┌─ DATA FOR THE TASK
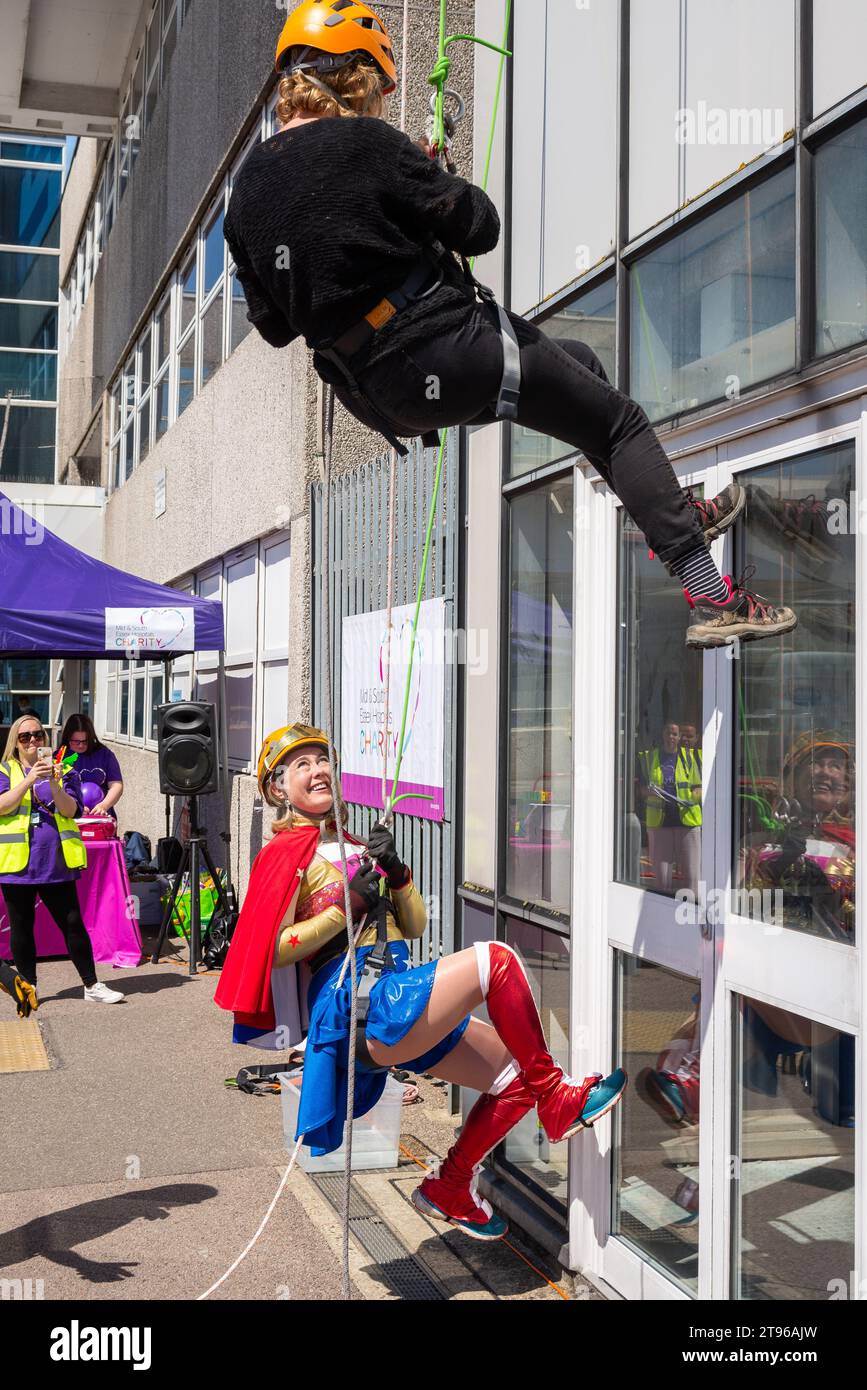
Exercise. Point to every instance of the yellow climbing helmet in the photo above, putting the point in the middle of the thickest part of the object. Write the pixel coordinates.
(325, 34)
(281, 742)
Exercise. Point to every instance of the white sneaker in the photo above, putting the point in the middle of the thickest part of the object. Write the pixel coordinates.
(100, 993)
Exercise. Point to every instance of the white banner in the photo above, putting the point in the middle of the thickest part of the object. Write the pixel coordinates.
(152, 628)
(363, 734)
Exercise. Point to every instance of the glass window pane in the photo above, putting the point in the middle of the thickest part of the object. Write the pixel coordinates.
(241, 324)
(161, 344)
(656, 1151)
(145, 431)
(28, 275)
(156, 698)
(214, 245)
(145, 364)
(275, 695)
(28, 375)
(32, 153)
(129, 449)
(841, 241)
(161, 421)
(138, 724)
(241, 605)
(794, 1148)
(588, 320)
(712, 310)
(541, 697)
(239, 694)
(124, 710)
(186, 373)
(546, 961)
(188, 293)
(29, 207)
(29, 445)
(277, 597)
(211, 338)
(657, 822)
(128, 389)
(170, 36)
(796, 699)
(28, 325)
(110, 706)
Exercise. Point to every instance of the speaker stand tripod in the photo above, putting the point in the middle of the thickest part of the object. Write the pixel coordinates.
(193, 849)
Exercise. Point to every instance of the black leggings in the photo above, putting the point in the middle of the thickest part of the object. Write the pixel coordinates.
(453, 378)
(61, 901)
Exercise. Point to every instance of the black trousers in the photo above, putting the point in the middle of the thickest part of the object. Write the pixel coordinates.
(455, 378)
(61, 901)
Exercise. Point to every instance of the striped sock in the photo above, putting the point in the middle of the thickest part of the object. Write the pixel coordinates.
(699, 576)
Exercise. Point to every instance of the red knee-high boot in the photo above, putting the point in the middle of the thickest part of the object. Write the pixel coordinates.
(512, 1008)
(450, 1194)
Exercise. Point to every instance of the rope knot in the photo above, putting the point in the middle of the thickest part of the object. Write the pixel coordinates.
(439, 72)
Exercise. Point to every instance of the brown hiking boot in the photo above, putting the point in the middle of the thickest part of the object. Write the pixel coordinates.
(719, 513)
(744, 616)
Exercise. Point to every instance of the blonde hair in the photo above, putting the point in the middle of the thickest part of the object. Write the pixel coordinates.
(11, 742)
(356, 82)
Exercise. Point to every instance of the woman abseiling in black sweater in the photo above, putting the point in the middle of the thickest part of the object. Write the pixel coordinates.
(334, 211)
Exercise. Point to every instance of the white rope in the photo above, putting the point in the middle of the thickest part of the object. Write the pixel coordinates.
(389, 601)
(263, 1223)
(332, 763)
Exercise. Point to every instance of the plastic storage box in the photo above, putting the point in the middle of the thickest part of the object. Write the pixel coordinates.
(375, 1134)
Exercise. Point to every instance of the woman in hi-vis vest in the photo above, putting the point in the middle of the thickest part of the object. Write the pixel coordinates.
(42, 852)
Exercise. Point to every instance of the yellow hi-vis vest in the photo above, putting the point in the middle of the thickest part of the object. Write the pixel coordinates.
(15, 830)
(687, 773)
└─
Arrange the material above as a two-column CSV headed "label" and "points." Each row holds one text in the first column and its answer in the second, with every field quoted and line breaks replaced by spaces; leave out the pictures.

## [WRITTEN ANSWER]
label,points
"Exercise. Point to every instance of the yellow climbing helmet in the photo above, putting the point in the middle of the thickest part of the object. Write the pixel coordinates.","(325, 34) (281, 742)"
"Exercise. Point to every instance of the white sneaker in the photo above, putting the point in the middle of the thickest part of the object. Write the pixel coordinates.","(100, 993)"
"Exercise. Point to every instance of the white banner in the photo above, putting the point in the middle of the thickest part of the object. Write the pixel coordinates.","(152, 628) (363, 734)"
"Exercise. Point to every instance of the glass window pane in the photo above, putting the point in the middle of the thickest part of the object. Write the pixel coordinates.","(241, 324) (161, 344) (656, 1151) (145, 431) (28, 275) (156, 698) (214, 245) (145, 364) (275, 695) (28, 375) (32, 153) (129, 449) (841, 241) (161, 421) (138, 724) (241, 605) (794, 1148) (588, 320) (712, 310) (541, 697) (239, 694) (124, 710) (186, 373) (546, 961) (188, 293) (29, 207) (29, 445) (277, 597) (211, 338) (657, 822) (128, 389) (170, 36) (796, 699) (28, 325) (110, 706)"
"Exercise. Point to every instance of the speaker stand tripod in the photo above, putting the point in the middle of the thickest part of the object. Write the pixel coordinates.","(193, 849)"
"Exercise. Point to every instance of the black leggings in the photo above, putting the point in the middle of the thickest part of the object. Write the pixel coordinates.","(453, 378) (61, 901)"
"Exercise. Point to every instance of the black trousers in the photo above, putting the point in the middle of the thickest part of the object. Write the pixel coordinates.","(455, 378) (61, 901)"
"Exercise. Point to every instance of the striped sock in the photo above, putting the point in the middle of the thickest part of the object. Write the pixel coordinates.","(699, 576)"
"Exercise. Point to every instance of the red knee-high boot in the photo above, putting the point in the middle of the thickest part of the object. Write the pixel coordinates.","(512, 1008) (450, 1194)"
"Exercise. Point to every instance of the rope knot in the photo above, putting the point in the middle of the thickest part of the object. Write the pixel coordinates.","(439, 72)"
"Exercise. Point to every instance of the brown hiking boot in the photo above, putting the point in the middle of the thickest part of the object. Write the pixel coordinates.","(719, 513) (744, 616)"
"Exercise. Point to every instance of the blonde hair in the photo above, putting the point in the middle of the thickest part of the object. Write the pixel coordinates.","(11, 742) (356, 82)"
"Exercise. Point to every instance of the woman abseiling in black sweater in the photo above, putting the point in the middle of the thickest part of the object. Write the pixel coordinates.","(334, 211)"
"Exercise. Point to every instance of the white rope in the photo above, putting the point in the middle of the thickest part of the object. Write the pixel coordinates.","(389, 601) (263, 1223) (332, 763)"
"Exercise. Point to every instance of the plastic storage box in the photo above, putting the point in the middle of the thickest part of the object. Write the pixel coordinates.","(375, 1134)"
"Exercise. Point to every instance of the woman in hi-vis vest in the photo above, putting the point in the middle of the thickest part of the object. Write the pixel coordinates.","(42, 852)"
"Exercise. Point to every instance of the yellow hi-vis vest in the photo above, putting the point in the middle of the thickest part of the object. Write the pixel coordinates.","(15, 830) (687, 773)"